Exercise details:
Output every entry exactly, without any pictures.

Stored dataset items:

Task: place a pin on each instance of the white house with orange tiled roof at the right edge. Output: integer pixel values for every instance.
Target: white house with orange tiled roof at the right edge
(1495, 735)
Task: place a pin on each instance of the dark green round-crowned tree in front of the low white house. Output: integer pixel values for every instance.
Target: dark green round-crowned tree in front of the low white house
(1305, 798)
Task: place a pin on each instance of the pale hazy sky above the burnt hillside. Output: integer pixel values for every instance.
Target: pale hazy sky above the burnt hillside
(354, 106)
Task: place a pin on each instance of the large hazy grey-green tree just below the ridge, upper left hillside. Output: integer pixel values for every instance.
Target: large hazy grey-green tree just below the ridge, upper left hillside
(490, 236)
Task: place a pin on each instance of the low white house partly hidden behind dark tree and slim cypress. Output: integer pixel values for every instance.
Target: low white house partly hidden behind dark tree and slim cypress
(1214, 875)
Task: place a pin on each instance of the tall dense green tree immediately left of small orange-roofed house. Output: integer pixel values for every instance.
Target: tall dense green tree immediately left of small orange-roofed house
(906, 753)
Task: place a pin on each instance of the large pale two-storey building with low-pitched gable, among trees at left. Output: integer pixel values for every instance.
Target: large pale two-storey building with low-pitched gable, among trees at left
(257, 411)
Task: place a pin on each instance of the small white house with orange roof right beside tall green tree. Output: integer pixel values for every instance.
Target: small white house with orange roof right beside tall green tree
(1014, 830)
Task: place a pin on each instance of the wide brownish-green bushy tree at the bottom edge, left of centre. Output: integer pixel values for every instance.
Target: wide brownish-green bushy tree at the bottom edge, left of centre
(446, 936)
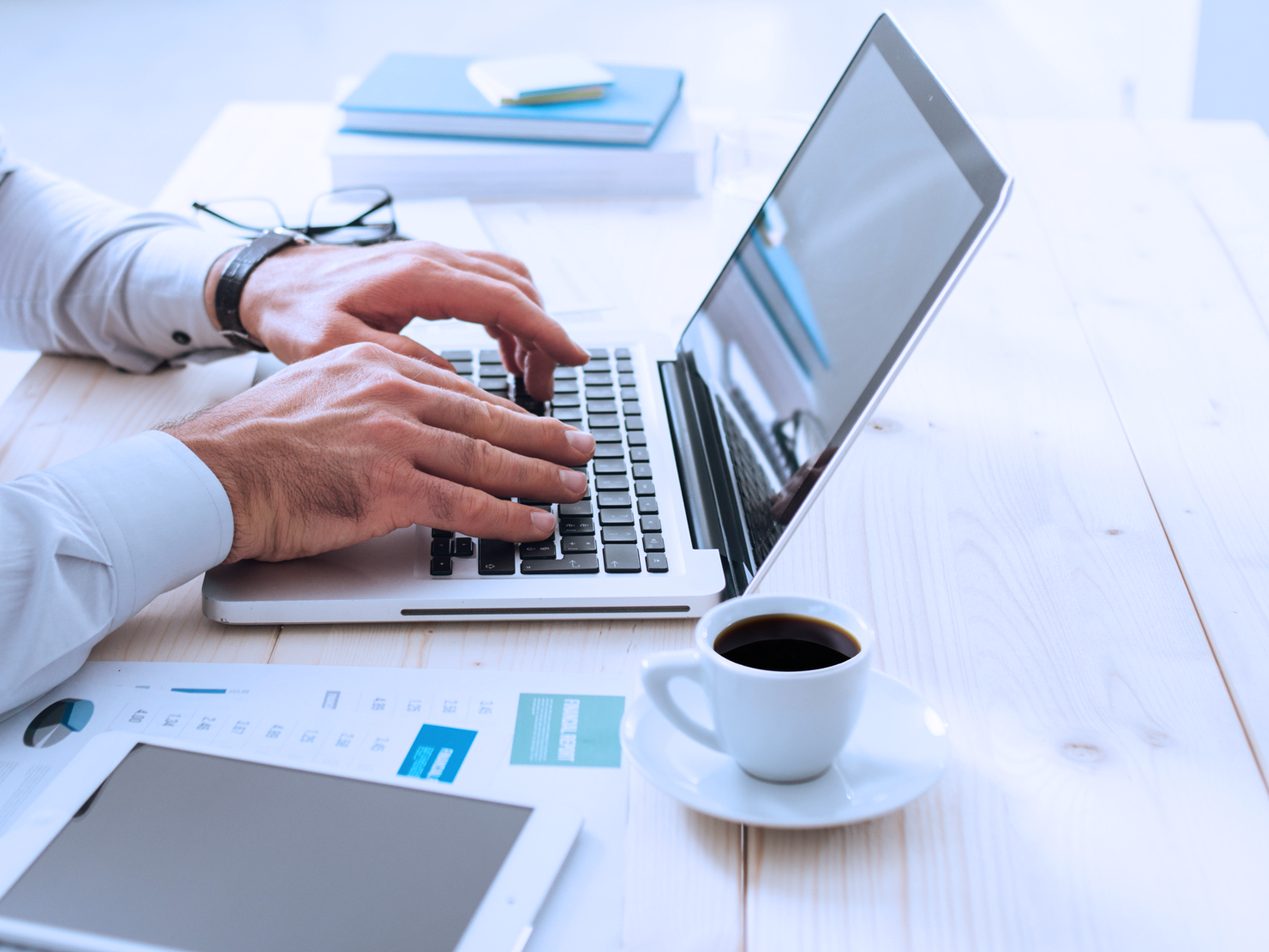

Result of the task:
Task: place a pin on each instance of the white house with orange tiled roof at the right edge. Output: integer pixel values for every instance.
Target: white house with orange tiled roof at the right edge
(1495, 735)
Task: place a pin on each instance of the dark green round-crowned tree in front of the low white house. Output: integer pixel values for every instance.
Target: dark green round-crowned tree in front of the low white house
(1305, 798)
Task: place a pin on each instance of the pale hazy sky above the burnt hillside. Output: integer pixel values for every instance.
Target: pale hazy sky above the burnt hillside
(354, 106)
Task: place a pin on each instance of the large hazy grey-green tree just below the ridge, upper left hillside. Output: integer pixel values for every instance.
Target: large hazy grey-green tree just below the ridge, upper left hillside
(490, 236)
Task: place a pin on each instance of the low white house partly hidden behind dark tree and slim cypress. Output: integer pixel values for every instance.
Target: low white house partly hidden behind dark tree and slim cypress
(1214, 875)
Task: place a pin on each instance of the tall dense green tree immediately left of small orange-roofed house. Output: integer pixel values for every instance.
Target: tall dense green tree immediately left of small orange-roofed house
(906, 753)
Task: place a pin on each instance of the large pale two-storey building with low-pitched gable, among trees at left. Output: integer pixel values for every instance.
Target: large pale two-storey building with low-pitched gable, among trees at left
(257, 411)
Task: place a pin on each instance of the small white house with orange roof right beside tall green tree. Output: integer pixel values for every instance.
Target: small white house with orange roof right beside tall green tree
(1014, 830)
Task: place a pin on each instance of the wide brownish-green bushy tree at the bottom edge, left of centre. Output: integer pixel values for every instance.
Target: wide brownish-green bushy tree at the bottom edge, left of centre
(446, 936)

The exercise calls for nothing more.